═══ Supplied material

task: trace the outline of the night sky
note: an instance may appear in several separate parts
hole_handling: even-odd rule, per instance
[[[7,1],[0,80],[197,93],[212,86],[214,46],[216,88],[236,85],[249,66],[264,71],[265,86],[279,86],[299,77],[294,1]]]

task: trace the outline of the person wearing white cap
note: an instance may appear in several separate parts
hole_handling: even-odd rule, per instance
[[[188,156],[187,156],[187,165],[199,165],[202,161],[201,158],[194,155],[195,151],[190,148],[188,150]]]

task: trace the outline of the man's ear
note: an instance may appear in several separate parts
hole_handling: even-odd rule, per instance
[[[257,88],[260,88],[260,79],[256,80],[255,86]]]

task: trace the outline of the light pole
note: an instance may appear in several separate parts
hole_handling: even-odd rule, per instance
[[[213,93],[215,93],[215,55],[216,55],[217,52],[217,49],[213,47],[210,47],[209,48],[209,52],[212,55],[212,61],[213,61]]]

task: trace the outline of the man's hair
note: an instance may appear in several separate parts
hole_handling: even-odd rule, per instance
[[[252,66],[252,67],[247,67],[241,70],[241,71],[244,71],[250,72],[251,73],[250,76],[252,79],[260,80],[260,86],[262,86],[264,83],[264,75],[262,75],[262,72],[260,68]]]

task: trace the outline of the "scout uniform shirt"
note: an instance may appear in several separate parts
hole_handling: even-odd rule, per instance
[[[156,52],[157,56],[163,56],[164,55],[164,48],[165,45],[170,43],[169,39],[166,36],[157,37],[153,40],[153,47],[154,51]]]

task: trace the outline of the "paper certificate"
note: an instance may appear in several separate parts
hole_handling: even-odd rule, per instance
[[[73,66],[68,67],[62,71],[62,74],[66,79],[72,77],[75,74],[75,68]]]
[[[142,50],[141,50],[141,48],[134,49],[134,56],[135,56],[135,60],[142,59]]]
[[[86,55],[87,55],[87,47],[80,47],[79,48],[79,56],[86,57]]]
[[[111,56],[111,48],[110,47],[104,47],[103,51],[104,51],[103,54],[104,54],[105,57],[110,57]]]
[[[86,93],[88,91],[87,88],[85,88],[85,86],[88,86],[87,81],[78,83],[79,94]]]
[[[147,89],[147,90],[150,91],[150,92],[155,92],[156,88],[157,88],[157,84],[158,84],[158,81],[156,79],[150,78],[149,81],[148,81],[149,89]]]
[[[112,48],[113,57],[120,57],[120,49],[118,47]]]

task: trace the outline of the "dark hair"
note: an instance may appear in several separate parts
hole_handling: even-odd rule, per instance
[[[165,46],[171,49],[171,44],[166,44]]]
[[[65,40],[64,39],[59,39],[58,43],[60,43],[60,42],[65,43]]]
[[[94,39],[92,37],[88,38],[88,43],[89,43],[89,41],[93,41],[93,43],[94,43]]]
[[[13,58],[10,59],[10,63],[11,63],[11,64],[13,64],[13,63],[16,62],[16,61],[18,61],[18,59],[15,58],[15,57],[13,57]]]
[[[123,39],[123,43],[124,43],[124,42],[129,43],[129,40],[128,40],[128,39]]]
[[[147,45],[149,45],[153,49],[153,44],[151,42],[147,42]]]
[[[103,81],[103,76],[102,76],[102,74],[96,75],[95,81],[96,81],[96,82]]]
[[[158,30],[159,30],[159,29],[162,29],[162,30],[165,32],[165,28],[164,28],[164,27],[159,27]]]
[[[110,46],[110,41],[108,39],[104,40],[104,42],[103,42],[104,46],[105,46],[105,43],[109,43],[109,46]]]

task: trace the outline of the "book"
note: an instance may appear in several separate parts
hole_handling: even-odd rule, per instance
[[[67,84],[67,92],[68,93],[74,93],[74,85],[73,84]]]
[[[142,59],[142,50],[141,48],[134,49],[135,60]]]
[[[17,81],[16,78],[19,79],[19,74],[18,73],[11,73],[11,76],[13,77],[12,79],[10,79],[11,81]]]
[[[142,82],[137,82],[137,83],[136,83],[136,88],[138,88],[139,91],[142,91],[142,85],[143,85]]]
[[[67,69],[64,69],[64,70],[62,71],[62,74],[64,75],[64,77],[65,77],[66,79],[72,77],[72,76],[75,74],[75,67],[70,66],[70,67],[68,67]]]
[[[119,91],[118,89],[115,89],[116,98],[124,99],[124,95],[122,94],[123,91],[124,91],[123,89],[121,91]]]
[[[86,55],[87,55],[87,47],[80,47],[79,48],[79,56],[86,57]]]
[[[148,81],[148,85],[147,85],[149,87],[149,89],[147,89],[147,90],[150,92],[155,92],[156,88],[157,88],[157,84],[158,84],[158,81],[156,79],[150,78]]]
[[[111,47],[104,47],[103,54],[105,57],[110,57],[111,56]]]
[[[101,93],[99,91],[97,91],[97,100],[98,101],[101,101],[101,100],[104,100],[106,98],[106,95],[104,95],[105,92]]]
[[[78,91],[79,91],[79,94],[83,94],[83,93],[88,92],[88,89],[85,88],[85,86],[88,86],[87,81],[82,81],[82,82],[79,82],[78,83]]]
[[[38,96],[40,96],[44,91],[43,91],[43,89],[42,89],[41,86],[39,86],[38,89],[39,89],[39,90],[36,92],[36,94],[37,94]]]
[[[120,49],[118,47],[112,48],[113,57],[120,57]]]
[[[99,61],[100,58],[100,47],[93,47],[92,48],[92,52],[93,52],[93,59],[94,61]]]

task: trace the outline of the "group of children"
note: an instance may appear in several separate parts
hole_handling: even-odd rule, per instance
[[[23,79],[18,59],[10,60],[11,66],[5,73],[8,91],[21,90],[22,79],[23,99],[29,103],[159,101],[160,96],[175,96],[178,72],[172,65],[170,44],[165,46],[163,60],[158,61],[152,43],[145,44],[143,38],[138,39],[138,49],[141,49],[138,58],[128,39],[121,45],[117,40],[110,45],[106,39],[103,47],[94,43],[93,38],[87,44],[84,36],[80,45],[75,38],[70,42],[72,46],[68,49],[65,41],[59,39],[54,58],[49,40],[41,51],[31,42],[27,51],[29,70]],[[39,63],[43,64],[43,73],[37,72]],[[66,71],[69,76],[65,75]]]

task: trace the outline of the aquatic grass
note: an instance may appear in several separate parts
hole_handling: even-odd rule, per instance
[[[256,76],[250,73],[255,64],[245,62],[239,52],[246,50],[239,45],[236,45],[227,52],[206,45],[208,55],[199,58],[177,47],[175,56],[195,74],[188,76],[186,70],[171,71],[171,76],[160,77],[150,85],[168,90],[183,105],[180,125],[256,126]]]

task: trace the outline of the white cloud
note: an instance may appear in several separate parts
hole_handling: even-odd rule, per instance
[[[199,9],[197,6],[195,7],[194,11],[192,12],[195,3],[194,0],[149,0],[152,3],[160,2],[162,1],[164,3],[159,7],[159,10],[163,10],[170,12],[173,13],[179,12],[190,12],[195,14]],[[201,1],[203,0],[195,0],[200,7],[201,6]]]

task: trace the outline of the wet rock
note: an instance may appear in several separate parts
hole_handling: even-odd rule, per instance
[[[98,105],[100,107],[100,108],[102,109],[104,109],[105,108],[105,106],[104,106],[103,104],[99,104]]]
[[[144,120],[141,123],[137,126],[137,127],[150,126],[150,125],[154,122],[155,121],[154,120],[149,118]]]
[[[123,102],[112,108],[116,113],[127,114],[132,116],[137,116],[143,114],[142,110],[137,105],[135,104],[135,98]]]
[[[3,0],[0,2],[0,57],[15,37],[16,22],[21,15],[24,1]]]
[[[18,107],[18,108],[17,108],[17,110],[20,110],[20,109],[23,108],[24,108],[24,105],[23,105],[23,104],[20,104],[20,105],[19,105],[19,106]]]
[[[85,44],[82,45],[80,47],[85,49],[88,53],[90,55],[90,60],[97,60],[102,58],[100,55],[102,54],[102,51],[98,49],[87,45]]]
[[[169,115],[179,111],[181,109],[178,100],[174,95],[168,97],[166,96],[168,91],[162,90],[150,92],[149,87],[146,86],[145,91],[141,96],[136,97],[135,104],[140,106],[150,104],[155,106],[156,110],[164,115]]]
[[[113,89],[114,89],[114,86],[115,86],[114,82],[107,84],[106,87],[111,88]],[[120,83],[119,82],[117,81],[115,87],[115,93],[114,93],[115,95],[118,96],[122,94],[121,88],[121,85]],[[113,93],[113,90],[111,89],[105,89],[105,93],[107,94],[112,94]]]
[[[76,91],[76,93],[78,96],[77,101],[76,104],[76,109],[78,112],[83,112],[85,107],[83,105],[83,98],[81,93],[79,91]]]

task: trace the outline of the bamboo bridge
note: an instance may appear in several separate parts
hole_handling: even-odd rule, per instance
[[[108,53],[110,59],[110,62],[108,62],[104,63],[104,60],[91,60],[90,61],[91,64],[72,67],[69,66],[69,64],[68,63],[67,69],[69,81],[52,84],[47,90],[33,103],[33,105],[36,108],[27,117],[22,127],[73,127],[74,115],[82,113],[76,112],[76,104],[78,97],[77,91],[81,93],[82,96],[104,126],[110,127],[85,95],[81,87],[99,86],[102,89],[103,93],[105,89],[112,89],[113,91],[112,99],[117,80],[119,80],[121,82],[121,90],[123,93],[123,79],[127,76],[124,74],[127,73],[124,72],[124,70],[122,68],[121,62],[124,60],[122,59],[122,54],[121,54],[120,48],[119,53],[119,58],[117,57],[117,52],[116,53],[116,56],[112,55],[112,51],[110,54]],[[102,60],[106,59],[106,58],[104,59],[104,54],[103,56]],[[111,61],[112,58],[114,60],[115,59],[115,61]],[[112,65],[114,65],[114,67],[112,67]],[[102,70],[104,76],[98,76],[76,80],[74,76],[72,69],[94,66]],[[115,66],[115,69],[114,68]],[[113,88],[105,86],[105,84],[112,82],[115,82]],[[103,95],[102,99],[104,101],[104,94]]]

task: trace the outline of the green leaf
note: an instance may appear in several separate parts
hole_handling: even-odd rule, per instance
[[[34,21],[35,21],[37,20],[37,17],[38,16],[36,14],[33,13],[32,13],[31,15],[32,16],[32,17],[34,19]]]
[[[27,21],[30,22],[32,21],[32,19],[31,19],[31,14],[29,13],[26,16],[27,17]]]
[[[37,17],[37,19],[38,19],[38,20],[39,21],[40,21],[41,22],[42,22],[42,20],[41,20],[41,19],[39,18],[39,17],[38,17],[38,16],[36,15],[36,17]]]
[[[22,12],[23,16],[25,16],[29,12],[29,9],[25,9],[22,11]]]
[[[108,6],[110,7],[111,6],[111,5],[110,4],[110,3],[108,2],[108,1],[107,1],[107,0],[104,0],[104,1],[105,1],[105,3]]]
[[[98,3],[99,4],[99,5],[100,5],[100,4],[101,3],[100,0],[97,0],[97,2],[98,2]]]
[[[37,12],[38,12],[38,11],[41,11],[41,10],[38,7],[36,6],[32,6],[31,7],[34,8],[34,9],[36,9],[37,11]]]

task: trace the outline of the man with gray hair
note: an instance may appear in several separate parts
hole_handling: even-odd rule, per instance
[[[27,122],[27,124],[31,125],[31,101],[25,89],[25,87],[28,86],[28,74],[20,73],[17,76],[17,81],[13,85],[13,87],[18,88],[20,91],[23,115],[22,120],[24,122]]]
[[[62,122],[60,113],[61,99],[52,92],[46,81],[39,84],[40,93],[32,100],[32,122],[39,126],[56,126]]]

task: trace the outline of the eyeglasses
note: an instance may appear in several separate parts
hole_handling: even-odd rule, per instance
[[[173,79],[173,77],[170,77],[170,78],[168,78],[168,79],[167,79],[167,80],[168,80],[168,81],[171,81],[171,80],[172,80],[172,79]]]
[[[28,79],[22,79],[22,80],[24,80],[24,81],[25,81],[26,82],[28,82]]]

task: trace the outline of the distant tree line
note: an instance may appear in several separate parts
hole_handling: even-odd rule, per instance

══════

# Directions for this task:
Rewrite the stretch from the line containing "task: trace the outline of the distant" through the end of the rows as a Markdown table with the columns "No." and "Line", numbering each line and leaving out blank lines.

# Worked solution:
| No. | Line |
|---|---|
| 1 | task: trace the outline of the distant tree line |
| 2 | note: an instance may appear in several separate parts |
| 3 | hole_handling: even-odd rule, per instance |